[Object point labels]
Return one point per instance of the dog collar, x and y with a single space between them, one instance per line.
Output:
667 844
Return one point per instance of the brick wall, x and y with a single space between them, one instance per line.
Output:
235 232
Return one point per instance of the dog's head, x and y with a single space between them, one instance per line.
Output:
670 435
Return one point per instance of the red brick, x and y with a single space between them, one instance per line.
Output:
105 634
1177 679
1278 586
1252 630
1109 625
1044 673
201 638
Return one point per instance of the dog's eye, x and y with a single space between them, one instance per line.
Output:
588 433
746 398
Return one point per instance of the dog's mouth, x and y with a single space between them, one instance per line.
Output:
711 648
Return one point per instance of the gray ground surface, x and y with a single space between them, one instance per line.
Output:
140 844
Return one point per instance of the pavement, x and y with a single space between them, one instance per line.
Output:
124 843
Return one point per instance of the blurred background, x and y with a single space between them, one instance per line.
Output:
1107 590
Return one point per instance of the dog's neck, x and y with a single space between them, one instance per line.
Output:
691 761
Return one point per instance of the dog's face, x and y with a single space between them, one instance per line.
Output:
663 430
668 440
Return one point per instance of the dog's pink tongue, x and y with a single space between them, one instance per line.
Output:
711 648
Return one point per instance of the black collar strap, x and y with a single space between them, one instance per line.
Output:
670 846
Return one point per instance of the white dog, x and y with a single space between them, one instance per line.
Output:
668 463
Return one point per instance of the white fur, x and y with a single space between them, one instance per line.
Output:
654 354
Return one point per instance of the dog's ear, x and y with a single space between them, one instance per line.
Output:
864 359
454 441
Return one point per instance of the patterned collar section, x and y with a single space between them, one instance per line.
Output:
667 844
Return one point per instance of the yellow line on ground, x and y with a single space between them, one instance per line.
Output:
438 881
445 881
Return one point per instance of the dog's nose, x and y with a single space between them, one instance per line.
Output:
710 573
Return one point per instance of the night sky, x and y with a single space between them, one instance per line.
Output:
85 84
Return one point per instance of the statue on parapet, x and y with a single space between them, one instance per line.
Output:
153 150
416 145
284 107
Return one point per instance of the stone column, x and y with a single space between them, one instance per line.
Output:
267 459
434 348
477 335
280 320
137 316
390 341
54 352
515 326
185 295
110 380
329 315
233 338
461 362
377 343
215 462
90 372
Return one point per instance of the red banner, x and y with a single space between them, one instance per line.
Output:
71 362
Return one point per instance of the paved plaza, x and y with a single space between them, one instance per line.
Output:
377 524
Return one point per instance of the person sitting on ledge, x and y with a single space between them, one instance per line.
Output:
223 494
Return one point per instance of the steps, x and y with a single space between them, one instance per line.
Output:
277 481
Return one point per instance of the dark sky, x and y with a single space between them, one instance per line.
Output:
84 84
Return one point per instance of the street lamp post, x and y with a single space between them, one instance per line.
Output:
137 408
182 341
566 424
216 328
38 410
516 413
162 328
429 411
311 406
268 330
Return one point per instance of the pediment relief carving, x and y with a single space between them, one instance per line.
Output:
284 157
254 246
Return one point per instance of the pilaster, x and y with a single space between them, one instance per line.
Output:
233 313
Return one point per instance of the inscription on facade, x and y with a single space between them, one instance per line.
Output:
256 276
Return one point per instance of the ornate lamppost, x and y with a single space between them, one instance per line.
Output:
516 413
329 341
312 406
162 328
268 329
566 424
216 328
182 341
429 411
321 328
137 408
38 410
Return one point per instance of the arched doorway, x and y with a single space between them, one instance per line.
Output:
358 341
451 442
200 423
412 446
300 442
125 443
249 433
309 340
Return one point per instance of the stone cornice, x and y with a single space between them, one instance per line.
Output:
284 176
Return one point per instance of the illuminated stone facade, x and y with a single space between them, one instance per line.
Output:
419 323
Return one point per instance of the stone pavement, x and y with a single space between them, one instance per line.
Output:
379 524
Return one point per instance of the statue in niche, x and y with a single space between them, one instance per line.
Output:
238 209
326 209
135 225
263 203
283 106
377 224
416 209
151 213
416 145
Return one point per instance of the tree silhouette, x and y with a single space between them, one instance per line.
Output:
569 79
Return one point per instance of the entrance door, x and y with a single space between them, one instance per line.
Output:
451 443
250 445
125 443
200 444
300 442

Exercise instructions
Every line from the one holding "Return one point per instance of the statue in" through the final line of the listing must be echoed exactly; leave out all other lines.

Response for this exercise
Return one point per instance of the statue in niche, x and y with a single space between them, one instance per line.
Output:
238 209
326 209
135 225
263 203
283 106
377 224
416 209
151 213
416 145
Return one point per instance of the tree silhouette, x and y with a single space between them, one instance per line.
Output:
569 79
Return one point per instance of the entrance door, x and y with a single space between them, one instance per line.
Output:
451 443
250 445
125 443
200 444
300 442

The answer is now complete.